-- Start Excerpted records --

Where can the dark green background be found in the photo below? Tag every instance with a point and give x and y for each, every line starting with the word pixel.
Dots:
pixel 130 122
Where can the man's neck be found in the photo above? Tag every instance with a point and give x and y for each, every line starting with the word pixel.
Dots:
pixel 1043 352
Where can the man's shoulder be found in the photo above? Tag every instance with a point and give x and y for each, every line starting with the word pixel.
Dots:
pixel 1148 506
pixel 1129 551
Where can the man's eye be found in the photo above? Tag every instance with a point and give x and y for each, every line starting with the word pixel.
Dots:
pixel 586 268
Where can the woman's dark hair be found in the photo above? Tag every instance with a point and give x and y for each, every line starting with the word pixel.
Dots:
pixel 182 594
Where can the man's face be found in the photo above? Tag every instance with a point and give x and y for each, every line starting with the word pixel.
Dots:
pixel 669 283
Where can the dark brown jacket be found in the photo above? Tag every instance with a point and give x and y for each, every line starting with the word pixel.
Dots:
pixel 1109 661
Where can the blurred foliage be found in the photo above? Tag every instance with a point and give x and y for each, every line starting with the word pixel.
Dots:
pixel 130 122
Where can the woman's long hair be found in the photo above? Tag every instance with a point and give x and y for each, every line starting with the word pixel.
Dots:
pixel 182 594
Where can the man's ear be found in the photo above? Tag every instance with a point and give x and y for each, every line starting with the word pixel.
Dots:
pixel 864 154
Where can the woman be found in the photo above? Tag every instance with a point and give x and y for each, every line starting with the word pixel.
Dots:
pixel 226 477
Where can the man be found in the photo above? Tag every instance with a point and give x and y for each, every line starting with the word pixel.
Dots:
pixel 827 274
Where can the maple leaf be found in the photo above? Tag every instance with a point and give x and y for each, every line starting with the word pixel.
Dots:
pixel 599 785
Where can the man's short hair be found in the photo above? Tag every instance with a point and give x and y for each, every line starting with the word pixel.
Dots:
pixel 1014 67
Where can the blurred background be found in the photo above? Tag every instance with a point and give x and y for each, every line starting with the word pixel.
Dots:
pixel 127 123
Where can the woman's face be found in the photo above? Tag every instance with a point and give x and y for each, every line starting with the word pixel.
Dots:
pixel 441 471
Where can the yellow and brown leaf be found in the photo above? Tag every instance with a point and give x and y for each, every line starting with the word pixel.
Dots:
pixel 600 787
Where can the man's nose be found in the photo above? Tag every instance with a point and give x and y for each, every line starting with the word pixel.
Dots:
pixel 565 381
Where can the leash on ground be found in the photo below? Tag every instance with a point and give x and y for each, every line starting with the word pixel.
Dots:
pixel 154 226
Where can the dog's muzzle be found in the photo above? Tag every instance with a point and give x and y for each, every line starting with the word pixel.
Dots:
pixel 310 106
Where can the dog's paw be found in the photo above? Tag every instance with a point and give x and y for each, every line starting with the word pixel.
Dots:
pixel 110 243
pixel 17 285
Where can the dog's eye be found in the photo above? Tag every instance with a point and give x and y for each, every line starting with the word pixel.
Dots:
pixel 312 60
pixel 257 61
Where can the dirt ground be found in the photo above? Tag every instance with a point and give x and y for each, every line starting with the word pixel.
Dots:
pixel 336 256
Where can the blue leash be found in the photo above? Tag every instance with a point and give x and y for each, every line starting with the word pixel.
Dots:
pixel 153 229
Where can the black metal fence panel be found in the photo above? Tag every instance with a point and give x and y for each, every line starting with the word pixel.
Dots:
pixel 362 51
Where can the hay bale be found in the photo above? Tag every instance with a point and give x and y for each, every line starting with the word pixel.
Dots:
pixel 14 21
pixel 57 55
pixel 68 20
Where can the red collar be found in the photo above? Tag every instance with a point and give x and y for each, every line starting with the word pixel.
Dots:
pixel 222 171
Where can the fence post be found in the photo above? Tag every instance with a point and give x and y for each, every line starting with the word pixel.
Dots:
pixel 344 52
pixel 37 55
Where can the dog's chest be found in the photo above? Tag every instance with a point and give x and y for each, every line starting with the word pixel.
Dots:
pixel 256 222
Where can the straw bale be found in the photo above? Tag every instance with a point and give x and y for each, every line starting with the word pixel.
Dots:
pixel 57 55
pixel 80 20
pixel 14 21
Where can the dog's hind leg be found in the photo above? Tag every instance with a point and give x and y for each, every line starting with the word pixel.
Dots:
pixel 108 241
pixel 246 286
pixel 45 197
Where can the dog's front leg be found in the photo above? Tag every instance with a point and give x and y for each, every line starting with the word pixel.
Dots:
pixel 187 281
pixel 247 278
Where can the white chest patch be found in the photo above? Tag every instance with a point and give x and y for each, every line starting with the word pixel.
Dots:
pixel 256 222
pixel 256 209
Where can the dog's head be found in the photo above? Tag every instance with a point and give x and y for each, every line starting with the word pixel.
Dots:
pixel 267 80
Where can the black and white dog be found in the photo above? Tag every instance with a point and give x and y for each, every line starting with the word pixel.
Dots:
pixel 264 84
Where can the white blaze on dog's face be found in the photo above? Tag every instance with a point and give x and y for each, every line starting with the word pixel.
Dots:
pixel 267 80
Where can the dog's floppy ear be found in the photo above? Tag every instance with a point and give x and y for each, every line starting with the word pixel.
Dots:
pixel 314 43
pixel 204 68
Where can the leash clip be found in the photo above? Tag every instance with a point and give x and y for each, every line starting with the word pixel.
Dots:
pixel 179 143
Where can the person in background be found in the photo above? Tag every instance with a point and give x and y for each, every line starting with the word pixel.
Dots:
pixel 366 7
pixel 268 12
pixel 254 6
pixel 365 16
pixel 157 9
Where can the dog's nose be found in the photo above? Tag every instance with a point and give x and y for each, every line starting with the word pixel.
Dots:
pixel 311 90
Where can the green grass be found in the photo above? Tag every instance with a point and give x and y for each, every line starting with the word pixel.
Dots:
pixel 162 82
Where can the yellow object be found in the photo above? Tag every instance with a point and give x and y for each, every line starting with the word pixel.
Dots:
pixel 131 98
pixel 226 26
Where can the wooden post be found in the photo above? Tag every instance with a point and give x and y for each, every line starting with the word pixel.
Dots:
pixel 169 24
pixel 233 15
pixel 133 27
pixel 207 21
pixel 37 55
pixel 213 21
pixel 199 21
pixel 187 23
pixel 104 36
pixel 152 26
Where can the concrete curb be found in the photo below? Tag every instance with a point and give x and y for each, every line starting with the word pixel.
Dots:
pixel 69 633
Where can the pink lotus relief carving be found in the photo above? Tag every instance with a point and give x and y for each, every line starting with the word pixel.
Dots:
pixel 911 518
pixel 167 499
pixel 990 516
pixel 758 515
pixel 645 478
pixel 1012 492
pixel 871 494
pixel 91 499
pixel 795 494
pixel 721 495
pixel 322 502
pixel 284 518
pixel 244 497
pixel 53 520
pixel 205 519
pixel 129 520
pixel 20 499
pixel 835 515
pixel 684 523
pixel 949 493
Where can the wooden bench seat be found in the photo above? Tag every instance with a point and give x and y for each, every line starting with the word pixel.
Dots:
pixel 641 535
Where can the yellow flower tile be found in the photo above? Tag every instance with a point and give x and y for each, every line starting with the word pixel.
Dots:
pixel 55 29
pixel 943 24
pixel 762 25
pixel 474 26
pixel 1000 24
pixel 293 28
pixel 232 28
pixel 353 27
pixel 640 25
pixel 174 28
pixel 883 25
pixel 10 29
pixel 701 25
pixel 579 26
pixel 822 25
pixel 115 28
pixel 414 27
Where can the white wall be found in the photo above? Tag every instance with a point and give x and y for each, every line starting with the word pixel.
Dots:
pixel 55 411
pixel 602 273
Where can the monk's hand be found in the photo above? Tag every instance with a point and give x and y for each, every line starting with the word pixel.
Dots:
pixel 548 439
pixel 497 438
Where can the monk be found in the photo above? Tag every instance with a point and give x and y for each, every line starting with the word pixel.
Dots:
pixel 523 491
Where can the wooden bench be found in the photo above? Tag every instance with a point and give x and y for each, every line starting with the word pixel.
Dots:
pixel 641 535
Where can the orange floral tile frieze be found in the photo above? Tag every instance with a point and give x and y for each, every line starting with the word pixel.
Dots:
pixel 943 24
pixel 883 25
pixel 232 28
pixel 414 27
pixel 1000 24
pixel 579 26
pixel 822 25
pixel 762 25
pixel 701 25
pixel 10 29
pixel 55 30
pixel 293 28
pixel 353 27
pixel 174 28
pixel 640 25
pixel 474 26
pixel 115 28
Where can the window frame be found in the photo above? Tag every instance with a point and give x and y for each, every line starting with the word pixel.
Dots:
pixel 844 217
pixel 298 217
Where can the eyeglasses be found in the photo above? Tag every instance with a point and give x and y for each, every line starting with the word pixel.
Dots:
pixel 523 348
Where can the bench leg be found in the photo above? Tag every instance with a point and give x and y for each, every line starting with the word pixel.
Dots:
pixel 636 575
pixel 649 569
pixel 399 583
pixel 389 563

-- End Excerpted records --

Prompt:
From the line with "Where can the orange" to the line with "pixel 523 348", switch "Dots" to "Points" and give back only those lines of the data, with nothing else changed.

Output for this exercise:
Where can the orange floral tile frieze be found in the photo above? Tag every instance with a point and give x and y for each, every line starting with the word pixel.
Points:
pixel 943 24
pixel 883 25
pixel 232 28
pixel 414 27
pixel 1000 24
pixel 579 26
pixel 822 25
pixel 762 25
pixel 701 25
pixel 10 29
pixel 55 30
pixel 293 28
pixel 353 27
pixel 174 28
pixel 640 25
pixel 474 26
pixel 115 28
Where can the window frame be found in the photo above? Tag every instance with a point and give x and y for each, every line starting with the word pixel.
Points:
pixel 844 217
pixel 298 217
Where can the eyeglasses be found in the photo above? Tag every instance with a point and give x and y for each, every line starting with the word pixel.
Points:
pixel 523 348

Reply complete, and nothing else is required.